> [Reading passage]:
────────────────────────────────────────

Physical contains physical and photometric parameters.

type Quality

type Quality struct {
	TwoBody       *bool    `json:"two_body,omitempty"`       // Two-body approximation flag
	PEUsed        *string  `json:"pe_used,omitempty"`        // Planetary ephemeris used
	SBUsed        *string  `json:"sb_used,omitempty"`        // Small-body perturbers used
	ConditionCode *int     `json:"condition_code,omitempty"` // Orbit condition code
	RMS           *float64 `json:"rms,omitempty"`            // Fit RMS residual (arcsec)
}

Quality describes the orbit fit and modeling options.

type Record

type Record map[Field]any

Record represents a single result row as a map of field names to values.

type Solution

type Solution struct {
	Source         *string `json:"source,omitempty"`         // Orbit solution source
	SolutionDate   *string `json:"soln_date,omitempty"`      // Date solution was computed
	Producer       *string `json:"producer,omitempty"`       // Orbit producer
	DataArc        *int    `json:"data_arc,omitempty"`       // Data-arc length (days)

────────────────────────────────────────

> [Data provided]:
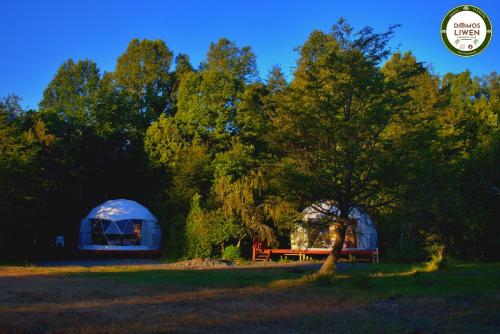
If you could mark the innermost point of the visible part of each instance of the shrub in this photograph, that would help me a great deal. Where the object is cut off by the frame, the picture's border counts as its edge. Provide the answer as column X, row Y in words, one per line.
column 231, row 253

────────────────────────────────────────

> [What to work on]:
**a.** From the orbit type documentation, copy out word for word the part that opens with the words containing "Quality describes the" and closes with "names to values.".
**b.** List every field name declared in the Quality struct of the orbit type documentation.

> [Answers below]:
**a.**
Quality describes the orbit fit and modeling options.

type Record

type Record map[Field]any

Record represents a single result row as a map of field names to values.

**b.** TwoBody, PEUsed, SBUsed, ConditionCode, RMS